>> Begin Text section
Now, let's use the sitemap discovered in the website's robots.tt to download all the web pages.

Normally robots.txt can be added to the top of the web.

during the previous example,we explain the css selector ,now let's focus on a simple one 

In [25]:
import re

def download(url,user_agent='naruto',number_retries = 2, charset='utf-8'):
    print("Downloading:", url)
    request = urllib.request.Request(url)
    request.add_header("User-agent", user_agent)
    try:
        resp = urllib.request.urlopen(request)
        #verify if web charset is utf-8, if not ,we'll use utf-8 to decode, haha, 
        #it will throw error if no cs returned, but
        #we hope utf-8 will help
        #read more on pypi.python.org/pypi/chardet to implement a more robust decoder
        cs = resp.headers.get_content_charset()
        if not cs:
            cs = charset
        html = resp.read().decode(cs)
    except (URLError, HTTPError, ContentTooShortError) as e:
        print('Download error:', e.reason)
>> End Text section
Goal A » Can you reproduce the web-scraping passage, starting at the words "request = urllib.request.Request(url)" and stopping after "print('Download error:', e.reason)"?
Goal B » Could you supply the next part of the web-scraping passage, picking up after its final line?
>> Begin Records provided
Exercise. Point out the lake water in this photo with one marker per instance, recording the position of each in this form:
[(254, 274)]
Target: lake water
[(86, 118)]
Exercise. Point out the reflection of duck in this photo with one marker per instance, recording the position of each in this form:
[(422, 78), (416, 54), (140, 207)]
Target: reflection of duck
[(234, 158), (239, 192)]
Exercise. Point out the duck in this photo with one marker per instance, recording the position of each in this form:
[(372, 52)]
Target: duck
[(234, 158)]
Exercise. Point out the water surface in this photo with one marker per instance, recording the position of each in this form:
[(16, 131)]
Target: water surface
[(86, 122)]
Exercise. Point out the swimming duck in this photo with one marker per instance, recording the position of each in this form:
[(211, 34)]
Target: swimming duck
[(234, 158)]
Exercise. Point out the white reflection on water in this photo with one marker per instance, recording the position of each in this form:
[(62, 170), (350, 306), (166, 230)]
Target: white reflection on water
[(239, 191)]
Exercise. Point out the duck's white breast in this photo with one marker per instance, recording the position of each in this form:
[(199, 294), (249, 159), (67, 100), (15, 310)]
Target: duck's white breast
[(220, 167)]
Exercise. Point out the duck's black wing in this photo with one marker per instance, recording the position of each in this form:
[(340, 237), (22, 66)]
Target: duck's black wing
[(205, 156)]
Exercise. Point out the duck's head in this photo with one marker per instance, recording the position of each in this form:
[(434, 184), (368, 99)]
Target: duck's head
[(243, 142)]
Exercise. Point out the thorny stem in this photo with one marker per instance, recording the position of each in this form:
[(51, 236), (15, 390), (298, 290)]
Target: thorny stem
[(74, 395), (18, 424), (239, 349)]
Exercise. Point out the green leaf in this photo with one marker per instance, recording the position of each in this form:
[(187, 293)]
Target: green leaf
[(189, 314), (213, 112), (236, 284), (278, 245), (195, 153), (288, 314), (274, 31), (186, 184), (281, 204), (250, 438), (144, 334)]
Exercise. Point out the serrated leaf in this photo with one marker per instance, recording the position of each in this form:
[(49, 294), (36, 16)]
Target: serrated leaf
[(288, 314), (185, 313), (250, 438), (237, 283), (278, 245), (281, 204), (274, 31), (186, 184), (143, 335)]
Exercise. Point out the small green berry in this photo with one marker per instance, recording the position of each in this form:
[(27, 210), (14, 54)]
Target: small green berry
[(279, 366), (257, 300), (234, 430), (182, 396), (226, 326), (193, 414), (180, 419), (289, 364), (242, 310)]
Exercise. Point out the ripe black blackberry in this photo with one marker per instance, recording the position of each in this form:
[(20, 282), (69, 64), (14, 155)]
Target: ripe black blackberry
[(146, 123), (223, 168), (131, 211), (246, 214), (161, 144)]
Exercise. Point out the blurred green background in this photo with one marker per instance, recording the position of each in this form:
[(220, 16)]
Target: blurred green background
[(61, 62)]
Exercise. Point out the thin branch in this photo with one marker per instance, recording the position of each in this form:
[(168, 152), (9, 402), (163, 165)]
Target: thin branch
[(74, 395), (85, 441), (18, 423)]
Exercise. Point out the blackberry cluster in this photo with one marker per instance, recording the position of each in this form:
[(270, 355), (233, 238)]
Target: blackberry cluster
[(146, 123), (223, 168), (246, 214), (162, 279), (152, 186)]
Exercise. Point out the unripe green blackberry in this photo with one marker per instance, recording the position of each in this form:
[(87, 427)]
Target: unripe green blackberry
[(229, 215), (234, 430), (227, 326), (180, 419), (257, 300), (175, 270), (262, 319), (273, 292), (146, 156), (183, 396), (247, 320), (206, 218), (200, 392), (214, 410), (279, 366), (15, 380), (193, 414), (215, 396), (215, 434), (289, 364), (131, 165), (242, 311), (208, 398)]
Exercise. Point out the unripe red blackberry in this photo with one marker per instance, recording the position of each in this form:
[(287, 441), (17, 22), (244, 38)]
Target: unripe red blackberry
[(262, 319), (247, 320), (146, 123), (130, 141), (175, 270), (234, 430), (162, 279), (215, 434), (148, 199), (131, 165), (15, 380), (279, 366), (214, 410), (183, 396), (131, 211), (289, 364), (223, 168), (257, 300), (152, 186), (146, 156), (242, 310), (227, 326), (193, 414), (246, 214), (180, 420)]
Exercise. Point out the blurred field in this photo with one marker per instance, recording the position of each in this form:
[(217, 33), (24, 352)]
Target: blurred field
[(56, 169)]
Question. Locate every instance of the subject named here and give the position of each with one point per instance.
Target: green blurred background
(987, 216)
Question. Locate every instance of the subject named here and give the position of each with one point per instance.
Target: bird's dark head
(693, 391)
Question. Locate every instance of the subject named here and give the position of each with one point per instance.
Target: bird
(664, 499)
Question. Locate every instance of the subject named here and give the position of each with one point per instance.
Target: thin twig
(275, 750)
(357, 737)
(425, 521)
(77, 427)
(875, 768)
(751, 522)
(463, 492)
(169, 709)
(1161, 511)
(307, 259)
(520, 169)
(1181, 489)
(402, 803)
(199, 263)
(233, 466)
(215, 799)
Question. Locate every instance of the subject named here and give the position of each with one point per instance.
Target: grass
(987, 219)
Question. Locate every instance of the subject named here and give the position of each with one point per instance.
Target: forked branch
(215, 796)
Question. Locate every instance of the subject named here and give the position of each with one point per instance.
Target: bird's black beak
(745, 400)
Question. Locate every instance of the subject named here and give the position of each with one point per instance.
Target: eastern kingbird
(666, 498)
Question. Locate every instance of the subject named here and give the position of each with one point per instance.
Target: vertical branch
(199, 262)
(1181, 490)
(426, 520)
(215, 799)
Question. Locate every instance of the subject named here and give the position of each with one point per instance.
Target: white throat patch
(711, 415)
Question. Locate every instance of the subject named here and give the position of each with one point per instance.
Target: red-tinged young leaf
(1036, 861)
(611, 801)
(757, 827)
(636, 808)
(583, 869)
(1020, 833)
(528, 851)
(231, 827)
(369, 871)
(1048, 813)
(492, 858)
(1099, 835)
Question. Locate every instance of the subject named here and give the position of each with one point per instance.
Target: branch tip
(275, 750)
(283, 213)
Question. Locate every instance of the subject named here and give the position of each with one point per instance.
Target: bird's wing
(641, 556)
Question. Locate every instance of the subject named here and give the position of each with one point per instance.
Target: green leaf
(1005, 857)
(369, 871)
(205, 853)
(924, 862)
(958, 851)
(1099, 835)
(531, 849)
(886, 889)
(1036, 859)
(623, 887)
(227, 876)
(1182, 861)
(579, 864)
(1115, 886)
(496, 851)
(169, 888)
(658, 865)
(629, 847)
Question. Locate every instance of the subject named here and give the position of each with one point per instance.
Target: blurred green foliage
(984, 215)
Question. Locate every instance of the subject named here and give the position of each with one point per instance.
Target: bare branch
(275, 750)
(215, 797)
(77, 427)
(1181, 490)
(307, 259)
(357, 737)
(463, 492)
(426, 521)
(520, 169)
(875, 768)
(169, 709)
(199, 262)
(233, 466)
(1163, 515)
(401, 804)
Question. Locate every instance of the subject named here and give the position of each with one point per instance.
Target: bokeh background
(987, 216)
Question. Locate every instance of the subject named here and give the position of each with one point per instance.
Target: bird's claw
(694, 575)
>> End Records provided
>> Begin Records provided
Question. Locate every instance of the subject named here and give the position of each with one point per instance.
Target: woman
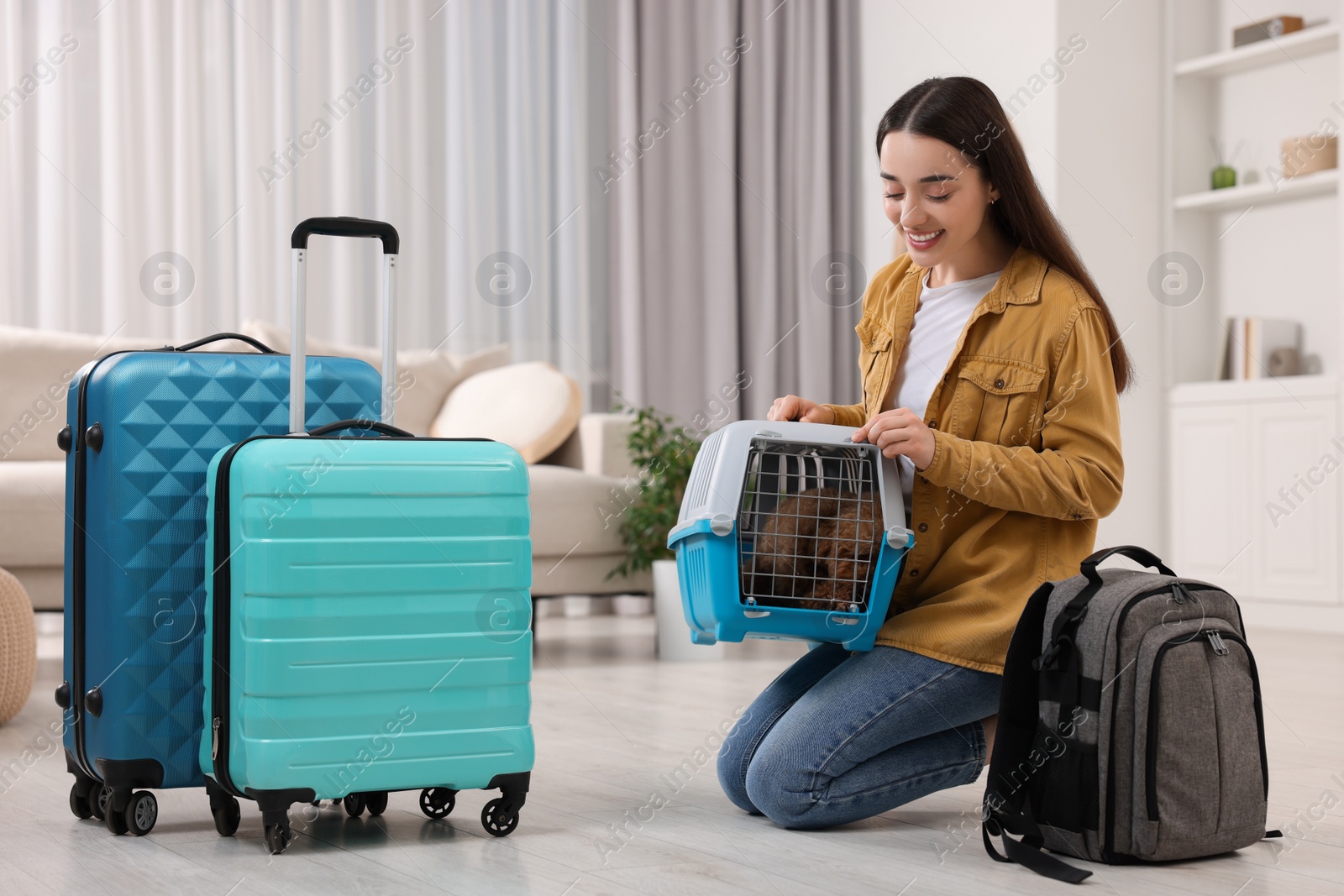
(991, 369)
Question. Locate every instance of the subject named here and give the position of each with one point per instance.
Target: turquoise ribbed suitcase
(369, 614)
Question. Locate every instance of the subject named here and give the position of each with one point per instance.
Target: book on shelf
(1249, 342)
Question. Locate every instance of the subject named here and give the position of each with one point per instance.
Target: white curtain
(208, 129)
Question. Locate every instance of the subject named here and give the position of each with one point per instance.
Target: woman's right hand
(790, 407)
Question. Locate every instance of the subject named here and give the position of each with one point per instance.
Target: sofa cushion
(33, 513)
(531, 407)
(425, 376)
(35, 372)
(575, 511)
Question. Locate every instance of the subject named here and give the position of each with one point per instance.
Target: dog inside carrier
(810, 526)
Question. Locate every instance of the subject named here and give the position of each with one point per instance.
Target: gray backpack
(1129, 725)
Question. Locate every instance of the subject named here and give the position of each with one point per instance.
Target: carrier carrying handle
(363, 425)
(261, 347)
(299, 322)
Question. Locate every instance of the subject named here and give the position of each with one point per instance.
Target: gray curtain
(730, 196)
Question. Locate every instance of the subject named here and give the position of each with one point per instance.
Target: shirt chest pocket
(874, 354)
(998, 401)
>> End Records provided
>> Begin Records provided
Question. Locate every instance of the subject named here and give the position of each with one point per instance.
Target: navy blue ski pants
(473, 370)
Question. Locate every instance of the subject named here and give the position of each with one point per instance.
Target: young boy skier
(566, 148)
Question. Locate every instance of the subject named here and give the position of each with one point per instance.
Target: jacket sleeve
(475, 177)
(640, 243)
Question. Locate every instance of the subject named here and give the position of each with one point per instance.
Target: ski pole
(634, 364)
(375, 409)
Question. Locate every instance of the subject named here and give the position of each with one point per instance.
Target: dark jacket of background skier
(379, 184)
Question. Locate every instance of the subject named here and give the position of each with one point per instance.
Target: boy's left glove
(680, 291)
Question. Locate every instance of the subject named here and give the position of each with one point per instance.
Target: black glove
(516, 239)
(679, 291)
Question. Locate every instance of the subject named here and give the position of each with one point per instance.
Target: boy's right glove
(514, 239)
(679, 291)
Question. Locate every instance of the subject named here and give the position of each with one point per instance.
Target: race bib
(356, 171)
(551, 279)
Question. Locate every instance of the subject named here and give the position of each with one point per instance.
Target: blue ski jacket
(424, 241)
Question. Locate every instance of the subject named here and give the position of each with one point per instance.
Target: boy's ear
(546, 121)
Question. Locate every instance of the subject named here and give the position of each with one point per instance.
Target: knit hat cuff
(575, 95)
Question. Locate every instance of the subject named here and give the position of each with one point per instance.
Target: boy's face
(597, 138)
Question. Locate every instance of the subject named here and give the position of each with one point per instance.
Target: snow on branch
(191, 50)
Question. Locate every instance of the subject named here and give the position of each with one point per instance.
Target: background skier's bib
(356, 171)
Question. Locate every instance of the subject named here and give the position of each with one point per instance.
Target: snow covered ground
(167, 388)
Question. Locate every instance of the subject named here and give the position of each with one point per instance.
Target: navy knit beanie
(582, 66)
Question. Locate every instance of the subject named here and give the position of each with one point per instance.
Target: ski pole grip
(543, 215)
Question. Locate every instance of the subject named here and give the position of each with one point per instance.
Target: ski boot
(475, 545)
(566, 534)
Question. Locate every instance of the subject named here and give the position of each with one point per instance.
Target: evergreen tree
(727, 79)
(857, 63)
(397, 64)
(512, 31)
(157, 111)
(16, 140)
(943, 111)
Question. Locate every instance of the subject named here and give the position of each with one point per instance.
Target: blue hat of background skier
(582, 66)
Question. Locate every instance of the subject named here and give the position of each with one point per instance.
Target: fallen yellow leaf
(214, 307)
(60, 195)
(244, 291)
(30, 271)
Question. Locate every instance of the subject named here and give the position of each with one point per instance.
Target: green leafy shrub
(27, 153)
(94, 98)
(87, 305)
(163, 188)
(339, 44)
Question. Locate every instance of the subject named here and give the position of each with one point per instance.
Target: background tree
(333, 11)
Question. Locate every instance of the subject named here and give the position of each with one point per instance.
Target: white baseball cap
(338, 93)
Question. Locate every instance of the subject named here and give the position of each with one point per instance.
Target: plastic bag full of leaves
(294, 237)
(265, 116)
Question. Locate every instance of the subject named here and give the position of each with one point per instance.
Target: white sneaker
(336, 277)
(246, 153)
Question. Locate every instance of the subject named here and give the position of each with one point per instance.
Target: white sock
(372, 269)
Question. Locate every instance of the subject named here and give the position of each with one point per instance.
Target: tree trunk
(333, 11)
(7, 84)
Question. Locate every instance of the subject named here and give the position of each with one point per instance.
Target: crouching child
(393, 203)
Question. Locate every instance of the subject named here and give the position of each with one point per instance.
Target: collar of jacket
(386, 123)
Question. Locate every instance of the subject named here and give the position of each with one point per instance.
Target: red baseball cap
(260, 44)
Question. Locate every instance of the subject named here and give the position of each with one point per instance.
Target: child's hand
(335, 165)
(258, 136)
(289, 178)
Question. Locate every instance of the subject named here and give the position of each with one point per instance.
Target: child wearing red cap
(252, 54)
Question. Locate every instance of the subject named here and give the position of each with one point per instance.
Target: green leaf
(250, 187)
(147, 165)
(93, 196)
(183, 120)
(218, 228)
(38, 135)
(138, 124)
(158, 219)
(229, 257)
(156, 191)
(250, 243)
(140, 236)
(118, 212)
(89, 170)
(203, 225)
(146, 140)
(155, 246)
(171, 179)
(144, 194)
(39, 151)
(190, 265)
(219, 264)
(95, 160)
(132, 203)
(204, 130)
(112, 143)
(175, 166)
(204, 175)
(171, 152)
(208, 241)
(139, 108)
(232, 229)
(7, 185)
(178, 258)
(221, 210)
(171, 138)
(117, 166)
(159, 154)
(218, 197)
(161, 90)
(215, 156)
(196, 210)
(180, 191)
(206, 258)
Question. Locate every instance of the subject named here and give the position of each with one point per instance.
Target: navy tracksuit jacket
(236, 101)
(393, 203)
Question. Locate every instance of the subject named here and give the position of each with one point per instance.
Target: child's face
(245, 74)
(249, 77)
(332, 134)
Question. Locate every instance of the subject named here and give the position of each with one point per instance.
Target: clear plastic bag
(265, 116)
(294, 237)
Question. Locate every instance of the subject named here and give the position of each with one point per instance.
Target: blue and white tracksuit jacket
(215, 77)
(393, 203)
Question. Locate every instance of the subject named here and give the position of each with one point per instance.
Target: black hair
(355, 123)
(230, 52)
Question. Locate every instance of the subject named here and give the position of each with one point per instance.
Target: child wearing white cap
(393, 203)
>> End Records provided
Right answer A »
request = urllib.request.Request(url)
    request.add_header("User-agent", user_agent)
    try:
        resp = urllib.request.urlopen(request)
        #verify if web charset is utf-8, if not ,we'll use utf-8 to decode, haha, 
        #it will throw error if no cs returned, but
        #we hope utf-8 will help
        #read more on pypi.python.org/pypi/chardet to implement a more robust decoder
        cs = resp.headers.get_content_charset()
        if not cs:
            cs = charset
        html = resp.read().decode(cs)
    except (URLError, HTTPError, ContentTooShortError) as e:
        print('Download error:', e.reason)

Right answer B »
        html = None
        if number_retries > 0:
            if hasattr(e, "code") and 500 <= e.code <= 600:
                #recursive download process
                return download(url,number_retries -1)
    return html

def crawl_sitemap(url):
    # dowload the sitemap file
    sitemap = download(url)
    #extract the sitemap links
    links = re.findall('<loc>(.*?)</loc>', sitemap)
    #download each link
    for link in links:
        html = download(link)
        #scrape html here
        # ...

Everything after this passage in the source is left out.